#### THE DATA:
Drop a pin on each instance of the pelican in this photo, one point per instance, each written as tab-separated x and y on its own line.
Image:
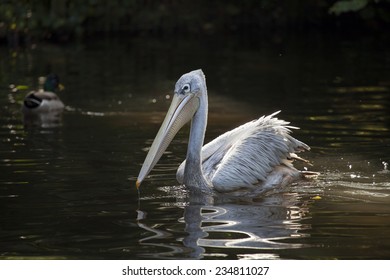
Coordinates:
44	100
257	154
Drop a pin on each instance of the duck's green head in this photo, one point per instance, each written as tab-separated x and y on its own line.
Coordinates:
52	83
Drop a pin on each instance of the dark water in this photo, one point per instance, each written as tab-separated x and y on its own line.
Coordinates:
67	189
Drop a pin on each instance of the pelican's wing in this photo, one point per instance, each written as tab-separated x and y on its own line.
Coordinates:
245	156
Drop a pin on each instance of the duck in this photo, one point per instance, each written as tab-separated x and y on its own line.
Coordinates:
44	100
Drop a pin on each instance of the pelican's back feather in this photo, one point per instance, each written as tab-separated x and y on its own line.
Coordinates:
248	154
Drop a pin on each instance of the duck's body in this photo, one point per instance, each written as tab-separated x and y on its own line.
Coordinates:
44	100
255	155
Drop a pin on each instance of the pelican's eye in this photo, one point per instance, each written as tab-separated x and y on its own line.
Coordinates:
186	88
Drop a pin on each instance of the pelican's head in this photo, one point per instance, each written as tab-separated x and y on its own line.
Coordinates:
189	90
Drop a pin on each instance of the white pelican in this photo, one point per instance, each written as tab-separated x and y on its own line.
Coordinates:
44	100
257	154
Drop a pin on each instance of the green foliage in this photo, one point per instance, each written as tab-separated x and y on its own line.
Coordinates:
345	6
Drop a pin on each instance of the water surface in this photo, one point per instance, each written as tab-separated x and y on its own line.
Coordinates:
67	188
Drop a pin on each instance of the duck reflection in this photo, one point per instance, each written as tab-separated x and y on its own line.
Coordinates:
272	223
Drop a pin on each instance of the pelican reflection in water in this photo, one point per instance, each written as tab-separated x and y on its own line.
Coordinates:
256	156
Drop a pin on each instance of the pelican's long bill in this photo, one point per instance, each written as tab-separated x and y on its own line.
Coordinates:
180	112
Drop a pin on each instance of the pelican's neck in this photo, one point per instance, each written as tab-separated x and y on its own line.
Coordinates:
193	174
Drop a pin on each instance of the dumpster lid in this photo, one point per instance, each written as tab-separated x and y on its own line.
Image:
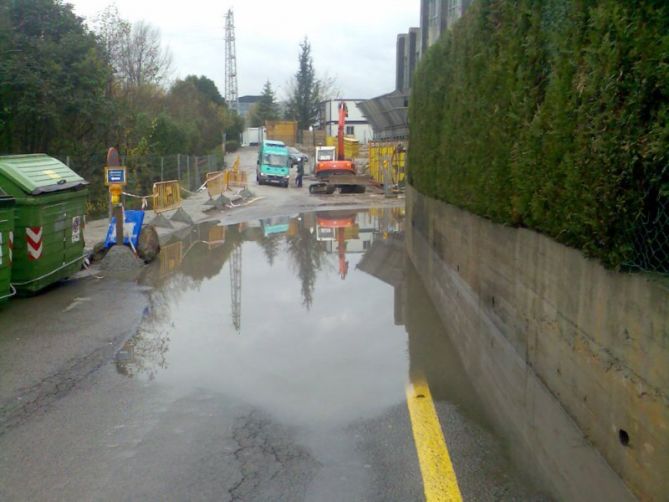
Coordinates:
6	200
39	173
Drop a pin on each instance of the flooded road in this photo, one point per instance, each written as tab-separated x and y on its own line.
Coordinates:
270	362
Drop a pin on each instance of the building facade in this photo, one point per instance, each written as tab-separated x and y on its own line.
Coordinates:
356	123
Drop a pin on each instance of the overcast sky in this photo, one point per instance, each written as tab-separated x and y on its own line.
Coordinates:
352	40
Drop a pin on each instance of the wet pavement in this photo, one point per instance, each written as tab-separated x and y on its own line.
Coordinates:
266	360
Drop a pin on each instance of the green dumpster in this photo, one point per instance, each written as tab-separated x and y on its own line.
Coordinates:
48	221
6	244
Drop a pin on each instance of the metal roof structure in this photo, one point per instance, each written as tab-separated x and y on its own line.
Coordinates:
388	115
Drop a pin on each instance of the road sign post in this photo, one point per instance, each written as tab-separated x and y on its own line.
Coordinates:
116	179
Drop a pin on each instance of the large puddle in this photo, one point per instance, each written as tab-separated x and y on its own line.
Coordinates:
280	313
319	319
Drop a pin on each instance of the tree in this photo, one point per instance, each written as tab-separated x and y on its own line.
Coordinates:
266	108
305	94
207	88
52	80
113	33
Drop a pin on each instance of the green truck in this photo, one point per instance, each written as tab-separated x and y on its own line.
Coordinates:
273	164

* * *

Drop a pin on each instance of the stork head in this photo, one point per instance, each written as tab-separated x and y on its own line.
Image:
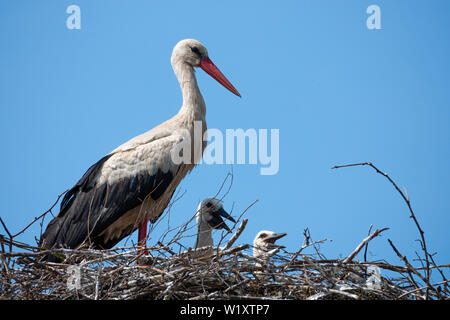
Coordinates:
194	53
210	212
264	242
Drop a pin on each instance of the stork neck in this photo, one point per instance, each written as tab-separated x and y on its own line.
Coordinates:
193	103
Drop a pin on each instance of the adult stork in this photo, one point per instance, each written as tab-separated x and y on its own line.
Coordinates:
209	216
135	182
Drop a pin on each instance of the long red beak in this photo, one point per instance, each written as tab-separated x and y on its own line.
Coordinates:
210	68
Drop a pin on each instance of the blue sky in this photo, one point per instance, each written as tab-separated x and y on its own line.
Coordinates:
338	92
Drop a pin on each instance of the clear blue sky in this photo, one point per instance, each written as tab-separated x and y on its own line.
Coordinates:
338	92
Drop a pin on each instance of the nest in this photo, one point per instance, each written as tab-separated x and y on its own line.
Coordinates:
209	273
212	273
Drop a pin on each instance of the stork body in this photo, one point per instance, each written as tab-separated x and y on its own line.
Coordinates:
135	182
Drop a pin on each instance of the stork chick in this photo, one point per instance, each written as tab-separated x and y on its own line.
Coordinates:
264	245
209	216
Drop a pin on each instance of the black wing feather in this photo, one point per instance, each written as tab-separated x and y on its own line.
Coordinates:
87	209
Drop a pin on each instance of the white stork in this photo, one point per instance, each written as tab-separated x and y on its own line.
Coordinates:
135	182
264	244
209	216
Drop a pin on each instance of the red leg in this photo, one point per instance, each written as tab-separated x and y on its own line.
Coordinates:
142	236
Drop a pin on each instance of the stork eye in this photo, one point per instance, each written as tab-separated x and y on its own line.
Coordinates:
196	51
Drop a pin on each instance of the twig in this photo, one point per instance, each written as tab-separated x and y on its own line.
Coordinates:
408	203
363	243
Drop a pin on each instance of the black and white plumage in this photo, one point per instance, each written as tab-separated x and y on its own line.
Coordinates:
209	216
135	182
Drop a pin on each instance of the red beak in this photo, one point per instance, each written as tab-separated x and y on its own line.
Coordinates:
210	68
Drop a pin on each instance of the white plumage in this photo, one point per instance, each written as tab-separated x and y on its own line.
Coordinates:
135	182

#### PROBLEM:
What is wanted is a copy of every line in the listing that includes the word "long".

#### ANSWER SPACE:
Drop a pin on each instance of the pelican's long bill in this photo, one point per instance, each written as tab-separated x and y on its own line.
Drop a pin on each instance of the long red beak in this photo, one point per instance, each written as tab-separated x and y on its own line.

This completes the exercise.